#### [TASK DIRECTIONS]
Copy out exactly every line from the line containing "object. Return only the coordinates." until the records below end, inclusive of both boundary lines.

begin

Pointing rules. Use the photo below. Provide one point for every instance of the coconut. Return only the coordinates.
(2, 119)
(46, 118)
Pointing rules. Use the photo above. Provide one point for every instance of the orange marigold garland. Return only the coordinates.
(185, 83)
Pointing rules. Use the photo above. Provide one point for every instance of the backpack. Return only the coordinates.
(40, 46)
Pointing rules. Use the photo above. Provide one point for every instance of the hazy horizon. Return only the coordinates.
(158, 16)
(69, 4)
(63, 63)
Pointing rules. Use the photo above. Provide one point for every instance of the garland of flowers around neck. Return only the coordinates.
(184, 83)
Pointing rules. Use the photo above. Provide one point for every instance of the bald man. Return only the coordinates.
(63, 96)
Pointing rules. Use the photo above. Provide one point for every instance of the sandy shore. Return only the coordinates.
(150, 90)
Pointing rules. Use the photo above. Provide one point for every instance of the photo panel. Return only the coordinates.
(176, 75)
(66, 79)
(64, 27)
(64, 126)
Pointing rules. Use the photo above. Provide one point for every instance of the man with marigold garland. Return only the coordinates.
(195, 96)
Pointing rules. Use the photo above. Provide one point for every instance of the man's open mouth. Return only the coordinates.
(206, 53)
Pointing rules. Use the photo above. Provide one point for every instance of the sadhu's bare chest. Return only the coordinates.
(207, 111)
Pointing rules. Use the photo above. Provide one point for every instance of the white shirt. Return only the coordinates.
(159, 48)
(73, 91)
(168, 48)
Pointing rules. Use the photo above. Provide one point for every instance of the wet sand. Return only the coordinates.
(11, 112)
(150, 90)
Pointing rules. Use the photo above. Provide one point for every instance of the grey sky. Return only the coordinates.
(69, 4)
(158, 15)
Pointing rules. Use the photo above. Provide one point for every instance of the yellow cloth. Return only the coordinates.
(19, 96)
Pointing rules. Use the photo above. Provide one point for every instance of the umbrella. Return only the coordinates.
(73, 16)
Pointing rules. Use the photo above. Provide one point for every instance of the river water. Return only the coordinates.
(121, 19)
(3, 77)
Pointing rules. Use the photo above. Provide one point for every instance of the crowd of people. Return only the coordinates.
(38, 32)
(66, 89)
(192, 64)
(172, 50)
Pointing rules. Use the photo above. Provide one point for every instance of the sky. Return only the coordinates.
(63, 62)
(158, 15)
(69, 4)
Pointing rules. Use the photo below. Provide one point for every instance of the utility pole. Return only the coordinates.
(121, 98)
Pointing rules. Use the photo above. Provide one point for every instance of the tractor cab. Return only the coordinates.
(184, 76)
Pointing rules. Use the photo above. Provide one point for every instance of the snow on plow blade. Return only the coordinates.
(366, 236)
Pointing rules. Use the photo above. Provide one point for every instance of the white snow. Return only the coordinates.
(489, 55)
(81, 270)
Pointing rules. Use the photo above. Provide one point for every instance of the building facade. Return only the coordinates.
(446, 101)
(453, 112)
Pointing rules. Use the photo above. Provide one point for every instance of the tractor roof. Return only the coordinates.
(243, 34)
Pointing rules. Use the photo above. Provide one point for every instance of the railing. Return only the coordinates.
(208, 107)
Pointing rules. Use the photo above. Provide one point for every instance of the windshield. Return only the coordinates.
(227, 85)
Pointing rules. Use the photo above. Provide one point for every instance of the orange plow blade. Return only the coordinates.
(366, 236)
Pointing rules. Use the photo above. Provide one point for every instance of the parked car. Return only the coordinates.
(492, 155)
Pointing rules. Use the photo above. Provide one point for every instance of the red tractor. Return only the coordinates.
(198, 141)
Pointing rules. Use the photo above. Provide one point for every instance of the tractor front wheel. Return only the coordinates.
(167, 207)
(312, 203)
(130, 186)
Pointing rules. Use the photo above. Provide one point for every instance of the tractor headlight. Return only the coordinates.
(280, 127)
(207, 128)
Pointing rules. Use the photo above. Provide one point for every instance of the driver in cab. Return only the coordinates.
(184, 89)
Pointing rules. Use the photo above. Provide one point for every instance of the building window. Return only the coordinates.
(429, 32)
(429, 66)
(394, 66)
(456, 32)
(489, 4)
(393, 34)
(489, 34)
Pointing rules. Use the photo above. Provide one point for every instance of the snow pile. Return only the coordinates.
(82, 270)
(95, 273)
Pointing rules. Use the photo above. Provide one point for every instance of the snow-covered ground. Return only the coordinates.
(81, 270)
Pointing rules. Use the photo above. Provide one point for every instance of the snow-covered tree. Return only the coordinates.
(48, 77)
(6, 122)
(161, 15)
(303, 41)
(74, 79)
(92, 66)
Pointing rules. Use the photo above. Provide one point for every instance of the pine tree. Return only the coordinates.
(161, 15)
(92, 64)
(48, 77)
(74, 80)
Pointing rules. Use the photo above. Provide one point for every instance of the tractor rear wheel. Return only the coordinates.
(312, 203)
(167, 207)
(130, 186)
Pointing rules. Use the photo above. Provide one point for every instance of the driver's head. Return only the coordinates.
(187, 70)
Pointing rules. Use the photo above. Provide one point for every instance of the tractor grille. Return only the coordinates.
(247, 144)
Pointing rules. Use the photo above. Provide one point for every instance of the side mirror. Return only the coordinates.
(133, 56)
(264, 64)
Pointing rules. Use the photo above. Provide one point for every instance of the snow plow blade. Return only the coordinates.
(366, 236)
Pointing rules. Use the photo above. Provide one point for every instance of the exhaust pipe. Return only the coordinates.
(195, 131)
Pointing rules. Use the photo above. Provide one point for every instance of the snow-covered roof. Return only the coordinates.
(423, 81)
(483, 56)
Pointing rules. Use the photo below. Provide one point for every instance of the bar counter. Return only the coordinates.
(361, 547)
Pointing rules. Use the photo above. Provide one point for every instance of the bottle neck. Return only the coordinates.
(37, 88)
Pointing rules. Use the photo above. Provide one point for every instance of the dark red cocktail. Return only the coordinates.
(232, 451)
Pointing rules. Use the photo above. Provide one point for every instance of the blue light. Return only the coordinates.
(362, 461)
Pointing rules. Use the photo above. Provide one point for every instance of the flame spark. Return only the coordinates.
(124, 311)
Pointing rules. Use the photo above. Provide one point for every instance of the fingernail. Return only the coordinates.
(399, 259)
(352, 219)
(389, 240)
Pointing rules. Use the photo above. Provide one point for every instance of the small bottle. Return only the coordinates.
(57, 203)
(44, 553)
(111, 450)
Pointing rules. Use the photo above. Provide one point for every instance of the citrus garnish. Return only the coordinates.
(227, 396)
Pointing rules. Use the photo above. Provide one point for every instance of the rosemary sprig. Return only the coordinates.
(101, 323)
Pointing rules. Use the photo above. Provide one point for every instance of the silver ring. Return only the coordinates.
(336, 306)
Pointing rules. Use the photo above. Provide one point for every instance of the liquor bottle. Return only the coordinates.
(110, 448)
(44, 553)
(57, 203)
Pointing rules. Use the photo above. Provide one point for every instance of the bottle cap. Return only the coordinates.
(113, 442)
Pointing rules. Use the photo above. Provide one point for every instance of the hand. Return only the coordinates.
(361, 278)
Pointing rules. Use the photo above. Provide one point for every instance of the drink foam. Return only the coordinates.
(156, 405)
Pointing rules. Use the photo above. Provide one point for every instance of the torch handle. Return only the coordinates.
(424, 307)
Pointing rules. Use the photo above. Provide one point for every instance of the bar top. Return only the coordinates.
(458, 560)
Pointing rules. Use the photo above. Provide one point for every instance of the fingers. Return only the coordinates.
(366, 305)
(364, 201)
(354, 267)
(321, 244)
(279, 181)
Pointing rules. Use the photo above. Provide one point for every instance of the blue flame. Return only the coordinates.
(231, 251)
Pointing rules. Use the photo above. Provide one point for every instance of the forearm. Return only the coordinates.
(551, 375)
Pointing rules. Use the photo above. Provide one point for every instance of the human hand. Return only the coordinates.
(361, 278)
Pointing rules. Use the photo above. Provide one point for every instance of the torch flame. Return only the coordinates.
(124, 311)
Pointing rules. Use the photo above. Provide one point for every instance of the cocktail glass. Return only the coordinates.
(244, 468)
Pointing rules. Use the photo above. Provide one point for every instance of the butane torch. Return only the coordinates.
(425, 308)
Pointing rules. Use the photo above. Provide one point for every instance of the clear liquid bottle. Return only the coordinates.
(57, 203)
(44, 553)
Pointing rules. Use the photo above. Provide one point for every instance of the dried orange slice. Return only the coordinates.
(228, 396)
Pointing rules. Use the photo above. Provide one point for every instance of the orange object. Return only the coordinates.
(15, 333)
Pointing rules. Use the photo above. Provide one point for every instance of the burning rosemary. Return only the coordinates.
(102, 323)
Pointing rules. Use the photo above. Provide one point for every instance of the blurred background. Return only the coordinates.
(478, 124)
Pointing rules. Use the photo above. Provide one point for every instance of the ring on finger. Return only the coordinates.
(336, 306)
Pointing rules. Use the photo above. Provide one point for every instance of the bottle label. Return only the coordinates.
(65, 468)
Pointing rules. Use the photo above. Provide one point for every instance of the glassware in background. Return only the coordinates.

end

#### [FINISHED TASK]
Pointing rules. Use the photo above. Provide one point for every instance of the orange object. Return only the coordinates.
(15, 333)
Pointing rules. Use the photo above. Provide one point for every instance of the burning rosemary. Return only the coordinates.
(102, 323)
Pointing rules. Use the photo above. Provide one point for every instance of the blurred background. Return only the coordinates.
(478, 124)
Pointing rules. Use the photo above. Provide one point for every instance of the ring on finger. Return only the coordinates.
(336, 306)
Pointing rules. Use the photo above. Provide one point for every instance of the bottle label. Return only the coordinates.
(65, 468)
Pointing rules. Use the photo above. Provide one point for every instance of the glassware in background. Return only the coordinates.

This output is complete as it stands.